What the exercise asks » Records follow. Select each line holding "engine".
** Records provided follows **
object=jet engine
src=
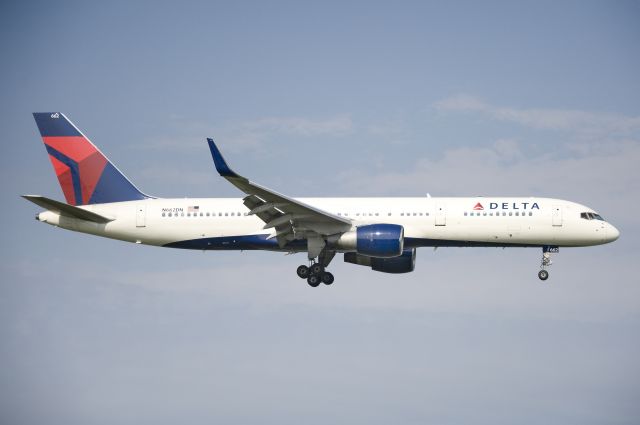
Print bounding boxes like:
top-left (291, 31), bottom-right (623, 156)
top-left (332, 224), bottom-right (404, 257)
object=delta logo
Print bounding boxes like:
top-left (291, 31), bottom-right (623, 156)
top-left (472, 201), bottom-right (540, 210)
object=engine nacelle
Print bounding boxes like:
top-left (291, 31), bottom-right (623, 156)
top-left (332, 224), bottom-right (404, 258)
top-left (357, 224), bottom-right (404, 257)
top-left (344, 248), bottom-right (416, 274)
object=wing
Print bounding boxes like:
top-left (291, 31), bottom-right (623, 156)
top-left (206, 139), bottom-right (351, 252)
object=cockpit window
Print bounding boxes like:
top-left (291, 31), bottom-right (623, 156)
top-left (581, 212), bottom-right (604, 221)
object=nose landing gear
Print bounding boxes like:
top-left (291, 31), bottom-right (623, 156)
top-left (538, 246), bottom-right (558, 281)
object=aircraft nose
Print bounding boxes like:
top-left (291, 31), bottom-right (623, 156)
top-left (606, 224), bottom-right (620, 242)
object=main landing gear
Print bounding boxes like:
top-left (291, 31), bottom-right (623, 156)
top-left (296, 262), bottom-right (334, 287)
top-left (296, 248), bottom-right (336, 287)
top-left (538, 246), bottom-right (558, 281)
** End of Records provided **
** Records provided follows **
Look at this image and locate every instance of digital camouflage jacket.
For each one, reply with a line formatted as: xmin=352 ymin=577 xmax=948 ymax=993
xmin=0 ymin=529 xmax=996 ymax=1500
** End of Records provided **
Result for this task »
object=jet engine
object=engine nacelle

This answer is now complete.